Data entries
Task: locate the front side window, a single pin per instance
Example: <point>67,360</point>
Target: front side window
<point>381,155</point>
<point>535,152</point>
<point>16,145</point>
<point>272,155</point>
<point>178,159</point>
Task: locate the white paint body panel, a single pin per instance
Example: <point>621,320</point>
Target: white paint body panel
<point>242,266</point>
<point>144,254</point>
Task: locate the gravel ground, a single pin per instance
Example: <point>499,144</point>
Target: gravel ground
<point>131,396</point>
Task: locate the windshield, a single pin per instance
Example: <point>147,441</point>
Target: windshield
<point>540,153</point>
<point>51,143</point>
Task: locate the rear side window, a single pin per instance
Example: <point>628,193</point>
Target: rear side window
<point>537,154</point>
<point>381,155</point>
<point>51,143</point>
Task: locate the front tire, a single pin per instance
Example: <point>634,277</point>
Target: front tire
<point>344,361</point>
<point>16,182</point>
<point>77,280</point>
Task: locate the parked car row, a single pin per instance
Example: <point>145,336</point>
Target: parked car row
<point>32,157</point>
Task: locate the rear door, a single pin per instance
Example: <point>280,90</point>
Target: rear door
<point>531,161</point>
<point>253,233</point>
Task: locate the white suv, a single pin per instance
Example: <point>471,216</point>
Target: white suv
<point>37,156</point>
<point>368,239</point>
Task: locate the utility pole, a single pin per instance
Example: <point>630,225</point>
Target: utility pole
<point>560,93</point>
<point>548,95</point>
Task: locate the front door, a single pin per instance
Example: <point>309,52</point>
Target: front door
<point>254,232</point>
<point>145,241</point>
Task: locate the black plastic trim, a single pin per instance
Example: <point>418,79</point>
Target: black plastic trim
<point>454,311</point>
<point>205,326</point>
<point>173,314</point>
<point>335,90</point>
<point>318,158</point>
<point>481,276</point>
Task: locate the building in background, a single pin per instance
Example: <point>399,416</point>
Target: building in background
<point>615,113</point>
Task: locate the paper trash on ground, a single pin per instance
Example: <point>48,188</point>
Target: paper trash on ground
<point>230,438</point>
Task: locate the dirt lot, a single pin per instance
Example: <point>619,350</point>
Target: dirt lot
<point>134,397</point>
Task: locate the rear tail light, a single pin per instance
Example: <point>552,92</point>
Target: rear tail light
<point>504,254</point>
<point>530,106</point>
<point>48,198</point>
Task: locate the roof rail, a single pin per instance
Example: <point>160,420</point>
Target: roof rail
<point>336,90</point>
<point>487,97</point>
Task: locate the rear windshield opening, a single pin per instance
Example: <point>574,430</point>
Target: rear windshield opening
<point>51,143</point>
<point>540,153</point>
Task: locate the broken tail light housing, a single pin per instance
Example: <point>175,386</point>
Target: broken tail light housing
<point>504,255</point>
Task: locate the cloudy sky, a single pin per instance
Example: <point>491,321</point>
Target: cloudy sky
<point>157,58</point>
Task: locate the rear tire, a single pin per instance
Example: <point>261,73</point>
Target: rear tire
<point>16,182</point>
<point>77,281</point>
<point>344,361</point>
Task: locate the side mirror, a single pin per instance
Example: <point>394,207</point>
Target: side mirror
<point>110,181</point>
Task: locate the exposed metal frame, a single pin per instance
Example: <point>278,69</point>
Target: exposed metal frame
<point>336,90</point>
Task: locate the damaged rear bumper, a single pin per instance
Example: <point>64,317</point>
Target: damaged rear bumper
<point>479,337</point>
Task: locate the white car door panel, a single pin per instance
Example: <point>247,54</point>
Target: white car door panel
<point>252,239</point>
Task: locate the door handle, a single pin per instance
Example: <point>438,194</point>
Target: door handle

What to produce
Copy verbatim the part of the material that opens with the line containing "Task: locate the rear tire, a" and closes with the line containing "<point>110,181</point>", including both of those lines.

Result of this exercise
Task: locate the rear tire, a single pin per instance
Example: <point>261,73</point>
Target: rear tire
<point>16,182</point>
<point>77,281</point>
<point>344,361</point>
Task: locate the side mirror, a single pin per instance
Example: <point>394,207</point>
Target: side mirror
<point>110,181</point>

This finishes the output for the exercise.